= Beginning of Section =
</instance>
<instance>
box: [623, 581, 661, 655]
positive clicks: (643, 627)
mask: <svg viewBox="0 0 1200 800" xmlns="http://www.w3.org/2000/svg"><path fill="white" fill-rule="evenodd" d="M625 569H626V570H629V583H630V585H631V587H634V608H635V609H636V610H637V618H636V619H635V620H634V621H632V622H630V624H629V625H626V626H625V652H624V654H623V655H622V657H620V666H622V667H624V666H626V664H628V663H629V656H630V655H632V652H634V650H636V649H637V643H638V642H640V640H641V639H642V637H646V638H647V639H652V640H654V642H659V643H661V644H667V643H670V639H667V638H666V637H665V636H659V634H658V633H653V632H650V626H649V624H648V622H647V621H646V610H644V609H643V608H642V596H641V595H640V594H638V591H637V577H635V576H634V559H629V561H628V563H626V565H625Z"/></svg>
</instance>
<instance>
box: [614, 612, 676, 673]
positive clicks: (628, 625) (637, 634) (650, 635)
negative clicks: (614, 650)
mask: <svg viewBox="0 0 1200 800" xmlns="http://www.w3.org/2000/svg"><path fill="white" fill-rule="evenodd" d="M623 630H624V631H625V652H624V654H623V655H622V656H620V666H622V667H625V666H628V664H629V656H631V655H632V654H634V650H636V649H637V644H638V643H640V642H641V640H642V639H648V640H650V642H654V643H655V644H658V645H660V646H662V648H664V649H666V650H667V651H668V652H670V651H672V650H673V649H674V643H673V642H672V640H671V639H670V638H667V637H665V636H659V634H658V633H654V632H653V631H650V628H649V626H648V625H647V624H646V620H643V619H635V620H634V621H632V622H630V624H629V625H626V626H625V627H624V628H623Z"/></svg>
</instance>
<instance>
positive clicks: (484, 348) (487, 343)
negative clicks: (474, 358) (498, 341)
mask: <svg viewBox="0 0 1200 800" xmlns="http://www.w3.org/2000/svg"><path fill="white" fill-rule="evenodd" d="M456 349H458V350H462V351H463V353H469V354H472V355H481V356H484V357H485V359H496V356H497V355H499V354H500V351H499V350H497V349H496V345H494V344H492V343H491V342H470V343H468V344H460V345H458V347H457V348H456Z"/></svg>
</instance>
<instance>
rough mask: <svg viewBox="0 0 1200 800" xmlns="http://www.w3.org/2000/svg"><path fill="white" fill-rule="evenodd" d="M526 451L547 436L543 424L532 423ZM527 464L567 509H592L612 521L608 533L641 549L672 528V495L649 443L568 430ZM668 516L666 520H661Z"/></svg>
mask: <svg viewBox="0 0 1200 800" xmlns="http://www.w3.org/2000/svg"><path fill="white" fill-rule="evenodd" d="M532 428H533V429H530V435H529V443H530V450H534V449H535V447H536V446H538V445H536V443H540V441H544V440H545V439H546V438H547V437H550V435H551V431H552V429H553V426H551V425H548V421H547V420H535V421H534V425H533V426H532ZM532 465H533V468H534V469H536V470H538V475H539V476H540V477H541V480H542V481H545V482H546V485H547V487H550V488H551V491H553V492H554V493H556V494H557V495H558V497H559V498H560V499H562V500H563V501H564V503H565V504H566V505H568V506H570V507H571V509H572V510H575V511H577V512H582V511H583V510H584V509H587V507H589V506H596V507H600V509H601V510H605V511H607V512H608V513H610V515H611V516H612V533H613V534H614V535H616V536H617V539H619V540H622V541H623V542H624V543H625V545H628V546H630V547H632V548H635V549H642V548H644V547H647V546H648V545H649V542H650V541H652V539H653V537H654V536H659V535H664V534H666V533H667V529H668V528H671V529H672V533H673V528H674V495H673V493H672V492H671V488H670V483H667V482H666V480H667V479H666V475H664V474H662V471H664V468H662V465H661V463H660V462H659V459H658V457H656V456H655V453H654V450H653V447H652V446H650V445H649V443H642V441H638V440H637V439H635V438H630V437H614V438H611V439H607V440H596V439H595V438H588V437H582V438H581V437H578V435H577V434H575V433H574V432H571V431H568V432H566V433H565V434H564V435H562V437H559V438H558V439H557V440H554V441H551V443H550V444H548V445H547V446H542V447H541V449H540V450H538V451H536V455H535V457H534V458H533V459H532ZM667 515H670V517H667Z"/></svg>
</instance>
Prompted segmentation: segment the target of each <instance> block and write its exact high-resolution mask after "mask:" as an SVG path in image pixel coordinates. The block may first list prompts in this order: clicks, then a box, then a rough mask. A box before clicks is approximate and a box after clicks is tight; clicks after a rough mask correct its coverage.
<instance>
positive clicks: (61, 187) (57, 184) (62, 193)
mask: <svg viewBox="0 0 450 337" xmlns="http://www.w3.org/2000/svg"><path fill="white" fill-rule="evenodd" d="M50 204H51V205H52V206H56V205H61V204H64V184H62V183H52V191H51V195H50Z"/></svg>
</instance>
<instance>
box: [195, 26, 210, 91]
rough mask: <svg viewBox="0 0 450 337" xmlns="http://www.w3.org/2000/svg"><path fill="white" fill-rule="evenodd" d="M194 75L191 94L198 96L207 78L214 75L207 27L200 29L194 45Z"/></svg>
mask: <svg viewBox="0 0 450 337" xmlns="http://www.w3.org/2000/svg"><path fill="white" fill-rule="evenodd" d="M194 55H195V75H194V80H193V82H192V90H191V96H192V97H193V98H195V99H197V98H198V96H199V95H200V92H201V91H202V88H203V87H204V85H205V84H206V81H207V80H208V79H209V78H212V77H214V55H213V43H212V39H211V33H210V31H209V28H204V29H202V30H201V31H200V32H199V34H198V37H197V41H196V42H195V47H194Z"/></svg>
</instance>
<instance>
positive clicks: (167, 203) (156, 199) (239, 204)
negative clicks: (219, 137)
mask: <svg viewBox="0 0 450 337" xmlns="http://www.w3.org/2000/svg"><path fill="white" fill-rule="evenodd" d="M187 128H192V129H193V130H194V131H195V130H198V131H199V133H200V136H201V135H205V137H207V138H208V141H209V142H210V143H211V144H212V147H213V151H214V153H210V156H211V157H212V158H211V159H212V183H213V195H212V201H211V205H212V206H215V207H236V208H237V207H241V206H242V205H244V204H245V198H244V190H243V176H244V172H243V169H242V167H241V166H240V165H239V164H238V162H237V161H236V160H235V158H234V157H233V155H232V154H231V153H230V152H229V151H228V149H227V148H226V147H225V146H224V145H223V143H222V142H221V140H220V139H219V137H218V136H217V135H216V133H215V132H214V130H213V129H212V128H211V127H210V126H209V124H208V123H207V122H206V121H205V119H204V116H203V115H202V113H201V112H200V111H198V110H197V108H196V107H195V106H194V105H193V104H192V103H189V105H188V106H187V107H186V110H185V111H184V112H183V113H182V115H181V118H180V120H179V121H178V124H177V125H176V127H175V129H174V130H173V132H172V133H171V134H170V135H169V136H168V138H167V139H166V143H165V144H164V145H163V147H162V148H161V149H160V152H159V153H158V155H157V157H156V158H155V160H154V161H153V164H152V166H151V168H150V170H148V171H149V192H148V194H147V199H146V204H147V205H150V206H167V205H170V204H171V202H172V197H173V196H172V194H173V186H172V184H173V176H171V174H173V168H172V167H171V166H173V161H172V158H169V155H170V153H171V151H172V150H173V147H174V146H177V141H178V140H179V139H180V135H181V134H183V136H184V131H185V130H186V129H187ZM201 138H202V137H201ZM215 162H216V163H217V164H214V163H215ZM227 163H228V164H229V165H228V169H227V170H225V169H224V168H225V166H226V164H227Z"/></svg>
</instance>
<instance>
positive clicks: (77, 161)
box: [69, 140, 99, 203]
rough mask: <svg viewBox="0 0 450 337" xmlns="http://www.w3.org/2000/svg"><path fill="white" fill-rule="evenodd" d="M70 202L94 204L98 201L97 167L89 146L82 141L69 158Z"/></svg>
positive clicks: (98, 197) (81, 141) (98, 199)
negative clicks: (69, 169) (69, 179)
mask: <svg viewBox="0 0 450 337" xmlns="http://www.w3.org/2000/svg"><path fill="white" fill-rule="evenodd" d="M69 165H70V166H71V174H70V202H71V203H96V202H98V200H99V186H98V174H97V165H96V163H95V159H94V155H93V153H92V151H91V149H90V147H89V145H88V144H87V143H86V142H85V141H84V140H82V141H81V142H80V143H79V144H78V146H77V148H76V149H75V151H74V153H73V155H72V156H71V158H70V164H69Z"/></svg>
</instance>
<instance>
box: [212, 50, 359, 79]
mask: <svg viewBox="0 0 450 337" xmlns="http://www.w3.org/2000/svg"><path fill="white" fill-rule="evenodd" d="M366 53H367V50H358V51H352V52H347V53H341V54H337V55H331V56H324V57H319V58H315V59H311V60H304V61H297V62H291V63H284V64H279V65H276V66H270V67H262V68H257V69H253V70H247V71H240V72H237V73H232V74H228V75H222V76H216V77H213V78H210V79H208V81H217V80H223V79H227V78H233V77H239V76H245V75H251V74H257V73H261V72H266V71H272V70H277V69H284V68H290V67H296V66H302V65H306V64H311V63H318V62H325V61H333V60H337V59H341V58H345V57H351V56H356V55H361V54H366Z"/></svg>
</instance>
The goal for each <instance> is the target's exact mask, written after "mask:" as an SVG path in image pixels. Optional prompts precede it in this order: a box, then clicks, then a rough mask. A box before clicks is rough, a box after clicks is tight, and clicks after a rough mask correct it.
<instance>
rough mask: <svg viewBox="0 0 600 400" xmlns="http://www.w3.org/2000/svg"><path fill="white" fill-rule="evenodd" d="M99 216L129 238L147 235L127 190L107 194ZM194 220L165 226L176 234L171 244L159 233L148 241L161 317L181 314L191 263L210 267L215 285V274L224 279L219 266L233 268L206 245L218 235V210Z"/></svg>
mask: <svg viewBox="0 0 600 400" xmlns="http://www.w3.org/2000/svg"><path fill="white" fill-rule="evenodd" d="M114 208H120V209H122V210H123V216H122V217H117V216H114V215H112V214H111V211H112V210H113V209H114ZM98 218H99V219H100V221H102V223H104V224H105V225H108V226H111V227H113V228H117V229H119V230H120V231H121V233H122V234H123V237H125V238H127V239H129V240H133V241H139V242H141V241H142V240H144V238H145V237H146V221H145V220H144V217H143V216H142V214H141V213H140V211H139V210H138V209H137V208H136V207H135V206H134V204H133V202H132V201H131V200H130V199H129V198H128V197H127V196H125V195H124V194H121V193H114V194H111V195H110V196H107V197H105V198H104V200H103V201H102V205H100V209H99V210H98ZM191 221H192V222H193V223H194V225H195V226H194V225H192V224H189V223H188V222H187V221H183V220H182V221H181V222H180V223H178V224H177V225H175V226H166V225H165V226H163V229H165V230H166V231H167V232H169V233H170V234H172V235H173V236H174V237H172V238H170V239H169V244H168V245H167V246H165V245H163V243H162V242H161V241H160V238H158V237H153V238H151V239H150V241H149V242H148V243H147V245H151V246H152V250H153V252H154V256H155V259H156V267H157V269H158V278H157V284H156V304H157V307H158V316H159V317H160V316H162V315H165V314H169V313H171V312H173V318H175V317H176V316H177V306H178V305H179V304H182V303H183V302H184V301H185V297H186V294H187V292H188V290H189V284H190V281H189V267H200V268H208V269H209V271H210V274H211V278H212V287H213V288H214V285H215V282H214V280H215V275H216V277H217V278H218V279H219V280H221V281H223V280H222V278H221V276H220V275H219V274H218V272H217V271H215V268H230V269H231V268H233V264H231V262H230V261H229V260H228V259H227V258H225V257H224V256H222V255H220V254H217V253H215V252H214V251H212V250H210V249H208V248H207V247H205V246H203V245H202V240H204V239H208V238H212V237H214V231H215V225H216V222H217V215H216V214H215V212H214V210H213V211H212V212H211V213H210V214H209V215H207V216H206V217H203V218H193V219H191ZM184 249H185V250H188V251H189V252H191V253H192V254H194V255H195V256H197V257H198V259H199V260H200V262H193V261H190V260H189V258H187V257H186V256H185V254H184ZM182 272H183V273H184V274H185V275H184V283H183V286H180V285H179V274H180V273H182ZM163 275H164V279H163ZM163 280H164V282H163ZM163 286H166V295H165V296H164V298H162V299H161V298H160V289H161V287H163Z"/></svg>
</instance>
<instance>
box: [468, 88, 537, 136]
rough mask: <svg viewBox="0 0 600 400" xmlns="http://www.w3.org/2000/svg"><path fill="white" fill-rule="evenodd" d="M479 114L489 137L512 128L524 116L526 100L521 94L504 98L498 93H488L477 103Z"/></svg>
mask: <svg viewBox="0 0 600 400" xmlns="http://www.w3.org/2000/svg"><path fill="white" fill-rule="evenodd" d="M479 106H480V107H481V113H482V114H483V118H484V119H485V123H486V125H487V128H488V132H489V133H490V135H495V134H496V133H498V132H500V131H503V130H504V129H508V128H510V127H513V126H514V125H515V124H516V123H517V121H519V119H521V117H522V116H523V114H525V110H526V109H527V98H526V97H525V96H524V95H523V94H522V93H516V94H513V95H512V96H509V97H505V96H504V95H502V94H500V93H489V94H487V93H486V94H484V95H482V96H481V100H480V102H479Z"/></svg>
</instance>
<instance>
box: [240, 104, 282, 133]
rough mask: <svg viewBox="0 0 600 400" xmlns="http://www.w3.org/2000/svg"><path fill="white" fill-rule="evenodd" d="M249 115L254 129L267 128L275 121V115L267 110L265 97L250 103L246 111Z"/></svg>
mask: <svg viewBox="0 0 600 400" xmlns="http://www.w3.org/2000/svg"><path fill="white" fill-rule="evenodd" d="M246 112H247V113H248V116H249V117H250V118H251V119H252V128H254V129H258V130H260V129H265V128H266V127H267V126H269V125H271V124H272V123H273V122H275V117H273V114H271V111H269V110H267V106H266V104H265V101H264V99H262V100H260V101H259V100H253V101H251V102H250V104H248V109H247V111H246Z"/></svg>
= End of Section =
Exercise goal ::
List every line in the rows above that contains the string "negative", matching case exactly.

Solution to this task ::
negative clicks: (614, 650)
negative clicks: (474, 358) (498, 341)
negative clicks: (219, 137)
negative clicks: (69, 169) (69, 179)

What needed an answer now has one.